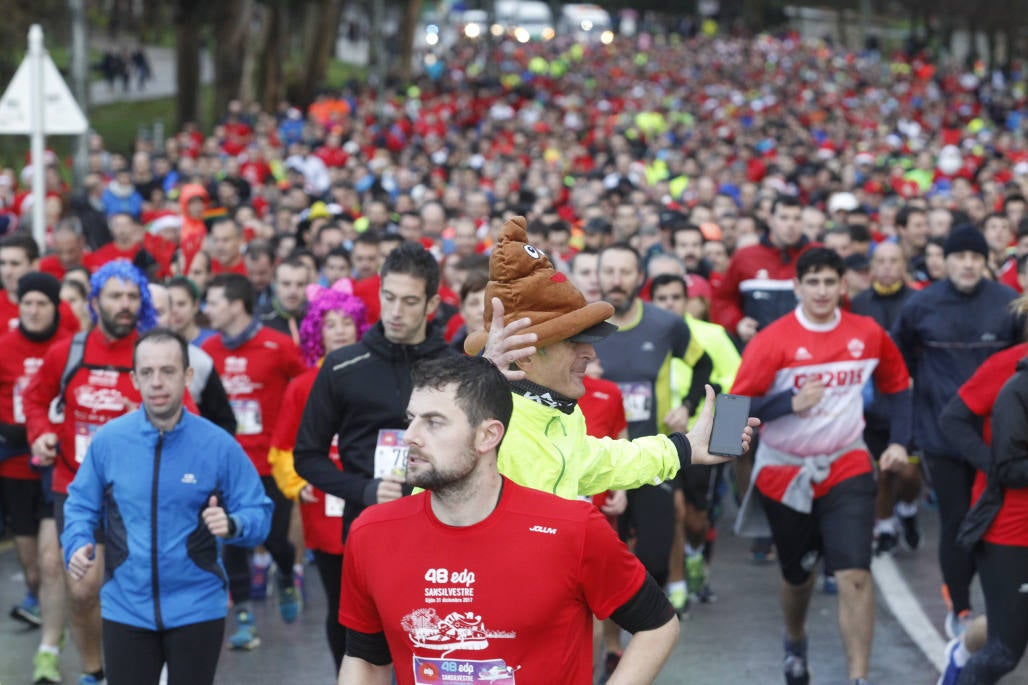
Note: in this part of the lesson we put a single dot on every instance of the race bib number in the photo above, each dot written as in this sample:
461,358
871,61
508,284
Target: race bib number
248,419
334,506
391,454
20,387
442,672
637,399
83,436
··········
◆ Work task ◆
Reproduce the listing exactly, but omit every picture in it.

◆ Response area ◆
Note: in this part of the lesson we put a single dot on every instance of the race bib number in the photo above, each dot written as in this sample:
461,358
871,61
508,284
Target: race bib number
248,419
334,506
391,454
20,387
442,672
637,399
83,436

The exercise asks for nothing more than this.